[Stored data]
§

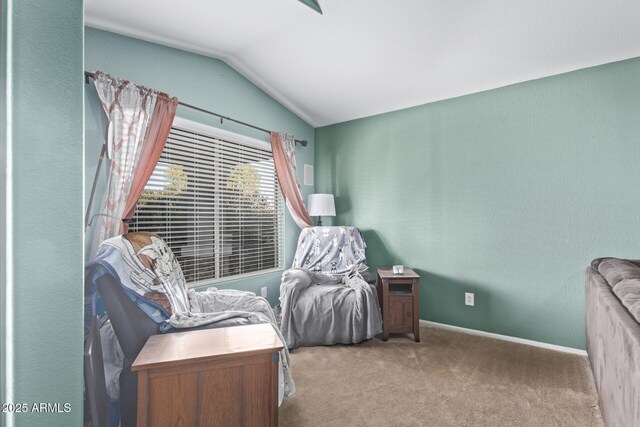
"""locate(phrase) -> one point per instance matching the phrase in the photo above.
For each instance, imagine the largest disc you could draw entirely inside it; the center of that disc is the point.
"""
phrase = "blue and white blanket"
(151, 276)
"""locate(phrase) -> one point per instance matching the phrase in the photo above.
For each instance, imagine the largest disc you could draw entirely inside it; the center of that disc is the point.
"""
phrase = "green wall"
(201, 81)
(508, 193)
(41, 234)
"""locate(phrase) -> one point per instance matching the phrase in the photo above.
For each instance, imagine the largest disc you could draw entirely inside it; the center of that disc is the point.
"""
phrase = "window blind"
(217, 203)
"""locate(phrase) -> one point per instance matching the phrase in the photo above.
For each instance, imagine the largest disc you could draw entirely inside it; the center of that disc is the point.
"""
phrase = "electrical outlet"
(469, 299)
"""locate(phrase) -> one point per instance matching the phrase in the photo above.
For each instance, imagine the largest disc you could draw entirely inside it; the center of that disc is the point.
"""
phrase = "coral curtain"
(156, 138)
(134, 140)
(284, 158)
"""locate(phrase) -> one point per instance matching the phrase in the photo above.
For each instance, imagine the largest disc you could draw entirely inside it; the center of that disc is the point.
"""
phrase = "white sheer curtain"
(284, 158)
(129, 109)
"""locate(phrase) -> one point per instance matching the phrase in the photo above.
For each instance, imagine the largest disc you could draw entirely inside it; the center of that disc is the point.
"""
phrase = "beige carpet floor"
(448, 379)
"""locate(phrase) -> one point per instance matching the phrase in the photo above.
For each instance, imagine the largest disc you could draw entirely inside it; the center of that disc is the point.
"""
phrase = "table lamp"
(321, 205)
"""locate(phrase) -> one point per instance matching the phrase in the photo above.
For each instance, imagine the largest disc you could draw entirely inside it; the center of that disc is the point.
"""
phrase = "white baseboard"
(505, 338)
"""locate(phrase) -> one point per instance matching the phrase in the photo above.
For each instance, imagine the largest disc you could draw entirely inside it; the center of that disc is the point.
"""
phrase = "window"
(215, 199)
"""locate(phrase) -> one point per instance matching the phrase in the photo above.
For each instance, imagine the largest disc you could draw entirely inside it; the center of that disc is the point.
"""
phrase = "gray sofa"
(613, 337)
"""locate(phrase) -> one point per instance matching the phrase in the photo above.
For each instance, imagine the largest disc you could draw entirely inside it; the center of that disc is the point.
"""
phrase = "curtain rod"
(303, 142)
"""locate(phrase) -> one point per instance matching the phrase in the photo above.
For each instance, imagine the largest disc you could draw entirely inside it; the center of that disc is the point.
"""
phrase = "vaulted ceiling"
(365, 57)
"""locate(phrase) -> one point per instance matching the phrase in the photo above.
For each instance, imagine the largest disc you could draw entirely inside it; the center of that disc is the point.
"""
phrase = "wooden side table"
(211, 377)
(398, 296)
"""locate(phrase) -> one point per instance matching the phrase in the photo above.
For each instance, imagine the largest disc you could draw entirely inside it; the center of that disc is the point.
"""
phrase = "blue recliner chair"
(133, 325)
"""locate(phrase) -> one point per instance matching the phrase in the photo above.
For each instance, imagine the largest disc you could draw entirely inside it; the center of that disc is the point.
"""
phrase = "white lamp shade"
(321, 205)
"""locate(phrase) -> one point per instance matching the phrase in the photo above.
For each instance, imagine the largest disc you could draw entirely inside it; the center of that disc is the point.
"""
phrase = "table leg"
(385, 309)
(416, 309)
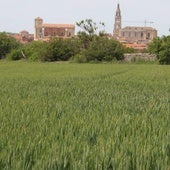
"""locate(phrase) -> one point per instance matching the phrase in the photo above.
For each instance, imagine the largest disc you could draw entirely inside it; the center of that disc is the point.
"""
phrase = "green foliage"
(7, 43)
(15, 54)
(63, 49)
(84, 116)
(36, 51)
(104, 49)
(161, 47)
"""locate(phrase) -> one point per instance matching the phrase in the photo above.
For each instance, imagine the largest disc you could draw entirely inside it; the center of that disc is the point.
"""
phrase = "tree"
(7, 43)
(104, 49)
(89, 31)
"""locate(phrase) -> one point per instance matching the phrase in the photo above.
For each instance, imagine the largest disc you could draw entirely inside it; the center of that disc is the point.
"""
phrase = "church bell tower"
(118, 22)
(38, 34)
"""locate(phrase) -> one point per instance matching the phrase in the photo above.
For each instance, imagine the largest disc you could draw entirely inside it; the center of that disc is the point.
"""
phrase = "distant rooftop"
(59, 25)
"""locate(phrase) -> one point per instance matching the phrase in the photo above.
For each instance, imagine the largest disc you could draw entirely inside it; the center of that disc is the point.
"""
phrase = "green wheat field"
(84, 116)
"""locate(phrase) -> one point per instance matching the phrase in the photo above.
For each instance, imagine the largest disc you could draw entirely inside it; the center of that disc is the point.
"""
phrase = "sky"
(18, 15)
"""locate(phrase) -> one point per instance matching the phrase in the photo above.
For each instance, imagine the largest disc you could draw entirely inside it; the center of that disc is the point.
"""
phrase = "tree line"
(89, 45)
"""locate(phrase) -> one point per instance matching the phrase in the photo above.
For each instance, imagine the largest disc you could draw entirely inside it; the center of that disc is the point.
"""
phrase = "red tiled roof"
(58, 25)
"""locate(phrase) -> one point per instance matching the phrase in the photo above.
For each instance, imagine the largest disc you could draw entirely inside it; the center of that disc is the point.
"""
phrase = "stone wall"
(139, 56)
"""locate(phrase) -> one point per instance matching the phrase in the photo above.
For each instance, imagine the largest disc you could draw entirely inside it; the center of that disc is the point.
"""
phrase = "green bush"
(161, 47)
(104, 49)
(7, 43)
(15, 54)
(36, 51)
(79, 58)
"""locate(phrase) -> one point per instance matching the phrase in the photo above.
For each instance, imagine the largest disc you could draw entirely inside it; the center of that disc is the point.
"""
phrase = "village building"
(132, 36)
(23, 36)
(44, 31)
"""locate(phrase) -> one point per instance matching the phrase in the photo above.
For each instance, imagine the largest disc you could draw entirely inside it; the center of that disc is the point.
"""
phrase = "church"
(43, 31)
(132, 36)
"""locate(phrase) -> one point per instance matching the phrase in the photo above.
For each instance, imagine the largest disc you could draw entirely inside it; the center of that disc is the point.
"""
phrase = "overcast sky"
(18, 15)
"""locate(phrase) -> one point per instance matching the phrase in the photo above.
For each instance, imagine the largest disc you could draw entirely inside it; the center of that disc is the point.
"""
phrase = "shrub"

§

** Required action **
What is needed is an exact printout of every record above, with the pictures left out.

** Solution below **
"""locate(phrase) -> one point per instance matching the phrase in the photo above.
For each instance, imagine the largest disc you could draw entirely inside it; the center of that disc is the point.
"""
phrase = "blue and white blanket"
(151, 276)
"""locate(phrase) -> one point per instance matching the phrase in the photo above.
For each instance, imagine the largest disc you could draw entirely inside it; the center of that disc is the point.
"""
phrase = "green wall"
(201, 81)
(508, 193)
(41, 234)
"""locate(phrase) -> one point per instance matching the phrase in the photo above.
For each instance, imagine the largest disc you could draw entirely inside it; the center of that disc is the point.
"""
phrase = "window blind"
(217, 203)
"""locate(phrase) -> one point per instance matching the phrase in the photo above.
For each instance, imagine the largest disc you could draw entirely inside it; the center of that disc is the point.
"""
phrase = "electrical outlet"
(469, 299)
"""locate(phrase) -> one point per instance matching the phrase in the photo above.
For each instance, imagine the largest disc you could draw entirely inside it; the center of that disc is the point.
"""
phrase = "coral curtain"
(156, 138)
(134, 140)
(284, 158)
"""locate(phrase) -> one point per instance matching the phrase in the photo above.
For each instance, imagine the largest disc you could draw entirely inside it; the center of that disc is the point.
"""
phrase = "white sheer curtain"
(284, 158)
(129, 109)
"""locate(phrase) -> one point per instance matching the phrase in the photo above.
For each instance, imagine the largest disc you could draw entirely inside it; the center of that disc is the point.
"""
phrase = "beige carpet floor"
(448, 379)
"""locate(phrase) -> one point per instance matching the phrase in the photo above.
For each instance, imagine the largest disc you could draw entirely inside it; the center of that disc is the point.
"""
phrase = "table lamp"
(321, 205)
"""locate(phrase) -> one point per instance matching the phrase in the photo above.
For each instance, imagine the largest disc you could draw entirely inside it; the center of that disc is the point.
"""
phrase = "white baseboard"
(505, 338)
"""locate(phrase) -> one point per instance matching the phrase in the photo above.
For each instance, imagine the largest disc you could draw entirely inside it; the center of that disc is the point.
"""
phrase = "window"
(215, 199)
"""locate(phrase) -> one point per instance matching the phrase in the photo above.
For each instance, imagine the largest disc you could draw entirely inside it; the center of that disc is the point.
"""
phrase = "gray sofa"
(613, 337)
"""locate(phrase) -> one point per instance matching the phrase in the photo above.
For each instance, imagine the largest disc you could draw entirely inside it; the center of that disc is the point.
"""
phrase = "curtain rod"
(303, 142)
"""locate(phrase) -> one point per instance matching the phrase in the photo above.
For each instance, imagine the largest disc you could draw entirely inside it; the center of that disc is the point.
"""
phrase = "vaulted ceiling"
(365, 57)
"""locate(phrase) -> one point per instance matching the phrase in the photo above.
For each instance, imagine the largest disc you could draw entirely inside it; the center of that disc is the point.
"""
phrase = "wooden side table"
(211, 377)
(398, 296)
"""locate(phrase) -> one point per instance matching the phrase in the photo above.
For each instance, imagine the largest disc you could draw entirely inside it; the center of that disc is the point.
"""
phrase = "blue recliner chair"
(133, 325)
"""locate(phrase) -> one point per instance matching the phrase in the photo above.
For each instance, imagine the largest disc you could draw entirely inside it; the center of that disc is the point.
"""
phrase = "white lamp shade"
(321, 205)
"""locate(phrase) -> one point per instance matching the phrase in the photo above.
For each instance, imagine the largest disc you could draw entirely inside it; the center of that disc is the point.
"""
phrase = "table leg"
(385, 309)
(416, 309)
"""locate(phrase) -> one point per instance matching the phrase in the photo above.
For each instance, imagine the largest disc you could draw entirely inside it; the center of that disc is the point.
"""
phrase = "green foliage"
(7, 43)
(15, 54)
(63, 49)
(84, 116)
(36, 51)
(104, 49)
(161, 47)
"""locate(phrase) -> one point per instance matching the phrase in the photo above.
For each instance, imagine the largest disc you could draw entirely inside it; the center of that disc is the point.
"""
phrase = "tree"
(7, 43)
(104, 49)
(89, 31)
"""locate(phrase) -> one point per instance matching the phrase in the photo above.
For each instance, imagine the largest disc you could draw entirely inside it; the center of that disc is the point.
"""
phrase = "church bell tower"
(118, 22)
(38, 34)
"""locate(phrase) -> one point per instance matching the phrase in the photo above.
For each instance, imagine the largest disc you could draw entirely inside it; the center of that disc is the point.
"""
phrase = "distant rooftop"
(59, 25)
"""locate(phrase) -> one point per instance matching the phrase in the photo above.
For each instance, imagine the largest disc you could draw entirely inside it; the center of that disc is the point.
"""
phrase = "green wheat field"
(84, 116)
"""locate(phrase) -> one point per instance matching the phrase in the photo above.
For each instance, imagine the largest disc you could draw entirely inside it; the center of that disc is the point.
"""
phrase = "sky"
(18, 15)
"""locate(phrase) -> one point per instance matching the phrase in the photo above.
For each instance, imagine the largest disc you could draw entirely inside it; the center of that disc is the point.
"""
phrase = "tree line"
(89, 45)
"""locate(phrase) -> one point per instance matching the phrase in the photo above.
For each instance, imagine the largest disc you could draw entirely inside it; the center of that disc is the point.
"""
phrase = "red tiled roof"
(58, 25)
"""locate(phrase) -> one point per instance matching the phrase in the photo above.
For each instance, imagine the largest disc you could draw entirely inside it; the center of that disc is the point.
"""
phrase = "stone wall"
(139, 56)
"""locate(phrase) -> one point per instance matching the phrase in the photo above.
For each instance, imagine the largest disc you could draw entirely inside it; the center of that disc is the point.
"""
phrase = "green bush"
(161, 47)
(104, 49)
(7, 43)
(15, 54)
(36, 51)
(79, 58)
"""locate(phrase) -> one point per instance matching the phrase in the photo above.
For each instance, imagine the largest disc you could draw entirely inside it; the center of that disc is the point.
"""
phrase = "village building"
(132, 36)
(23, 36)
(44, 31)
"""locate(phrase) -> one point per instance matching the phrase in the photo above.
For each instance, imagine the largest disc you could draw entirely inside it; the center of that disc is the point.
"""
phrase = "church"
(43, 31)
(132, 36)
"""locate(phrase) -> one point per instance matching the phrase in the photo above.
For each instance, imagine the largest disc you could draw entirely inside it; the center of that disc is the point.
"""
phrase = "overcast sky"
(18, 15)
"""locate(phrase) -> one point per instance matching the phrase in the photo above.
For each instance, imagine the largest disc you could draw entirely inside it; the center of that disc is the point.
"""
phrase = "shrub"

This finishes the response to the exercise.